Pagina:

==============================

L'euro era ancora lontano, mentre tangentopoli scuoteva i palazzi del potere e il sistema della corruzione. Sulla nostra pelle capimmo che il conto della Prima Repubblica l’avremmo pagato noi: la gente per bene. Licenziati entrambi dall'oggi al domani.
Mia madre passò da un incarico prestigioso a dover vendere ricami fatti all'uncinetto ad amici e parenti.

Mio padre da progettista andò a lavorare in nero in un cantiere come manovale. Una mattina un muletto lo investì. La ruota posteriore lo travolse devastandogli una gamba. La ruota anteriore gli mancò per pochi centimetri la testa. È vivo per miracolo e non vide mai nessun risarcimento danni. Come tanti operai in nero restò vittima del grande ricatto povertà/lavoro.
Così ci ritrovammo due figli, due adulti di cui uno sciancato, e nessuno stipendio e nessun aiuto per molti anni.

Facevamo la spesa nei Discount quando non erano alla moda ma capannoni di scaffalature metalliche dove la pasta si comprava in scatoloni ancora imballati. Quello dove andavamo noi ti regalava un pacco di pasta ogni venti chili di spaghetti.

==============================

Righe fornite:
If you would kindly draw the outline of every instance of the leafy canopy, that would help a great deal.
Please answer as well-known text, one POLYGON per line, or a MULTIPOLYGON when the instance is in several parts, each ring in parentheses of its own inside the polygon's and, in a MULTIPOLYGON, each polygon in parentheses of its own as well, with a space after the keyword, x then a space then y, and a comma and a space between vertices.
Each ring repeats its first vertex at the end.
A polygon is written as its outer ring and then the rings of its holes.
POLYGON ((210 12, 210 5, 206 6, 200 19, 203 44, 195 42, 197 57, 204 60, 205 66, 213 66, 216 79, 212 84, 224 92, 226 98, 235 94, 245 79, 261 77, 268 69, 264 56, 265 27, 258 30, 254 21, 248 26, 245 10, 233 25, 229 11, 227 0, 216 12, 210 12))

==============================

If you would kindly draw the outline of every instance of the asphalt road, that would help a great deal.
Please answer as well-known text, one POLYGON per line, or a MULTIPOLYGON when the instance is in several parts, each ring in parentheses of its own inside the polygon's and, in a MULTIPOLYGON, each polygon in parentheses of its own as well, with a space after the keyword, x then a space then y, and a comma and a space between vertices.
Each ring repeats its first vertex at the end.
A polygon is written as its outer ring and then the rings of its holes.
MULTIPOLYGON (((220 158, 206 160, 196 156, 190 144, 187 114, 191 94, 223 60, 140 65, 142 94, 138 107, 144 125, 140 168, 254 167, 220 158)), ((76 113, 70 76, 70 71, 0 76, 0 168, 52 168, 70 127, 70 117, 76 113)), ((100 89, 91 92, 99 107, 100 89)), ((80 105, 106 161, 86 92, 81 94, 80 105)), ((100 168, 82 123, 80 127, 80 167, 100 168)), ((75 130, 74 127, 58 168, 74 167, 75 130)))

==============================

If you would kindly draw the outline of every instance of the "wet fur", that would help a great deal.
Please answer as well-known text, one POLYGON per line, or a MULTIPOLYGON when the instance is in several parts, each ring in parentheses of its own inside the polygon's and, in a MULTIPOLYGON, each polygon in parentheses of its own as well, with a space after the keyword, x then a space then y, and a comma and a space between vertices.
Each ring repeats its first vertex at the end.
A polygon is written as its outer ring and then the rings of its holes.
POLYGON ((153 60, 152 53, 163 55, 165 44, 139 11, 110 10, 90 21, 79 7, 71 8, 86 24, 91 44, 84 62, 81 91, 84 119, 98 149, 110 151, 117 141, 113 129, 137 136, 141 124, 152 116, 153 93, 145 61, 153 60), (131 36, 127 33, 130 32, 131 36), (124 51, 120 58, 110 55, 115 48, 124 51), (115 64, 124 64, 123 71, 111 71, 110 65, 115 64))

==============================

Compiti richiesti:
• A. Nel racconto sugli anni di tangentopoli, quale mestiere svolgeva il padre prima del licenziamento?
• B. Riprendi il racconto sugli anni di tangentopoli dal punto in cui si interrompe.

Risposte attese:
• A. Era progettista.

• B.
La nostra adolescenza non conobbe mai abiti di marca, zainetti alla moda, né altre viziose consuetudini (per fortuna non esistevano ancora social e cellulari) e non oso pensare a quante necessità primarie dovettero rinunciare i miei genitori, sebbene giovanissimi, nemmeno quarantenni.
Un periodo durissimo. Sopravvivemmo solo grazie alla parsimonia: negli anni erano stati oculati come formichine e centellinando i pochissimi risparmi e unendo le loro forze, con coraggio, si reinventarono un mestiere da liberi professionisti che perdura ancora oggi, grazie al quale hanno permesso a noi figli di concludere gli studi e poter mantenere un tetto sulla testa.

Per questo oggi ho spiegato a mia figlia che sono stato povero, in un modo tale che lei fortunatamente non conoscerà mai, ma che pure non sono mai stato un poveraccio come la Santanchè e come tutti quelli come lei che nella vita non hanno nient'altro che il denaro.
Per questo stamattina mi sono vergognato di essere cittadino di un Paese dove si elargiscono elemosine di Stato nel modo meno dignitoso possibile.
Certo sto dicendo una cosa impopolare, lo so. D'altronde tutti quanti, da studenti, preferiamo gli insegnanti cialtroni che non ti interrogano e non ti danno compiti a casa.
Ma nella vita poi si finisce per ringraziare il professore più severo, più inflessibile e preparato, che ti ha insegnato l'importanza di non morire di ignoranza, oltre che di fame, in questo Paese.

Perché di cultura non si mangia, ma almeno non si viene sbranati e non ci si sbrana tra poveri.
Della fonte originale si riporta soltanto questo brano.